Поставленная задача » Продолжите приведенный ниже текст о корейских активистах, выступающих против международного усыновления, начиная с места, где он обрывается.

К лучшему или к худшему, однако похоже, принятые поправки дают желаемый эффект в Южной Корее. Усыновление в другие страны, и без того снижавшееся начиная с 80х годов и составлявшее около 1000 усыновлений в год в период с 2007 по 2012 год, в 2013 году сократилось до 263 случаев. Активисты также воспринимают данный закон как признание того, что их точка зрения что-то значит для общества. «Закон фактически учитывает мнение людей, которых он затрагивает – мнение приёмных детей и матерей одиночек», – говорит Тренка, которая в свои 42 недавно стала матерью (у них с её гражданским мужем 43 летним Люком МакКуинном есть трёхлетняя дочь), - «и это является доказательством того, что корейцы из приёмных семей могут заставить относиться к себе серьёзно и своими действиями изменить ситуацию».

Для Тренки и других корейских активистов вовлечённость в данную деятельность распространяется за пределы Кореи. При решении проблем, связанных с последствиями землетрясения на Гаити в 2010 году, Тренка во всеуслышание заявила, что усыновление из Гаити поражено теми же проблемами – подделка документов, направление детей в приюты при живых родителях – какие существовали в послевоенной Корее. Ким Стокер, наряду с другими активистами со всего мира, прошедшими через усыновление, делали заявления против ускоренной процедуры усыновления, предложенной правительством США по отношению к усыновлению из Гаити.

Записи для определения местоположения »

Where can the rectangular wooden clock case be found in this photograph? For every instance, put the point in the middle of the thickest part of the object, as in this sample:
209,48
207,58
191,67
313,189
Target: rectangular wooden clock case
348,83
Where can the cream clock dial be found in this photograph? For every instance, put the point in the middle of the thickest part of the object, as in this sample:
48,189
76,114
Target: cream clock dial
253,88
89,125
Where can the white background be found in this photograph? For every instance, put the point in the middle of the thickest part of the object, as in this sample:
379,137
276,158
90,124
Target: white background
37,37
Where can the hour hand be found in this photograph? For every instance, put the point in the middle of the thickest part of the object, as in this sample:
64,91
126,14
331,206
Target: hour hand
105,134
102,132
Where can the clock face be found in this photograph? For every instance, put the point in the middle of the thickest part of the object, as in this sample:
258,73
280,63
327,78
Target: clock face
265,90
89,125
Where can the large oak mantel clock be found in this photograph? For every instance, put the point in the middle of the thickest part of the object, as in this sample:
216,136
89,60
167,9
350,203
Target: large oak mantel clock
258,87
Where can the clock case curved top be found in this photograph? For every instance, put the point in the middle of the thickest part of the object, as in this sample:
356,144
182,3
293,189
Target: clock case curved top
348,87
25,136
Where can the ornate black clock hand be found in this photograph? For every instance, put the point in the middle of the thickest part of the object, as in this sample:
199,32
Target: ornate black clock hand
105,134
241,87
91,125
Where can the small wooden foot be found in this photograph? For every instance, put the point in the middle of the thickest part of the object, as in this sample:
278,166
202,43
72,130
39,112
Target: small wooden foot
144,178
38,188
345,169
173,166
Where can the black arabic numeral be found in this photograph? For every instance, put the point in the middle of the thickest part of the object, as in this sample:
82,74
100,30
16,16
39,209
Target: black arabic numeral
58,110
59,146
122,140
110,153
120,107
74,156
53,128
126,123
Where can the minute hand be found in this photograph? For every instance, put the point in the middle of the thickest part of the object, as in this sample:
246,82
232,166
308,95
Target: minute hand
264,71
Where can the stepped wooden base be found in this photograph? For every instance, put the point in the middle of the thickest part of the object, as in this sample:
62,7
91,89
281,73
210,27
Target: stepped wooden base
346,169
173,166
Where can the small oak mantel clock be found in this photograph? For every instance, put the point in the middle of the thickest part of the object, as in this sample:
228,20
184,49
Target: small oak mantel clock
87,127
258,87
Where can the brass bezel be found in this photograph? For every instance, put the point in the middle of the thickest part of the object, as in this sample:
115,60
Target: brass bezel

Результат упражнения »
Совсем недавно, в пролом году, Тренка, совместно с другими повзрослевшими приёмными детьми из Вьетнама, Индии, Эфиопии и Колумбии, подвергли в Конгрессе Соединённых Штатов критике проект закона, направленного на облегчение процедуры международного усыновления. Согласно их доводам, поддержанным, кстати, международной службой помощи детям Холта, которое также публично выразило своё несогласие с ним, данный закон, в случае его утверждения, привёл бы к снятию мер по обеспечению безопасности детей при усыновлении и к отказу от финансирования ряда международных программ, направленных на оказание помощи детям.

Тренка также поддерживает контакты с активистами из других стран, включая Дженну Кук, приёмного ребёнка из Китая. В прошлом году она посетила конференцию в Южной Корее и у них завязалась беседа касательно прав усыновлённых детей. Недавний выпускник Йельского университета является одной из более 100000 детей, усыновлённых из Китая с начала 90х, и таким образом принадлежит ко второй по величине группе приёмных детей, вывезенных из одной страны. Она и её друзья хотели бы, чтобы Китай последовал примеру Южной Кореи и предложил усыновлённым детям возможность оформления визы F-4 (вида на жительство). «Очень важно, чтобы к нам относились как к диаспоре», - говорит Кук. «Мы собираемся вернуться в качестве представителей высокообразованного среднего класса Америки и Европы, вооруженные знаниями и финансовыми возможностями».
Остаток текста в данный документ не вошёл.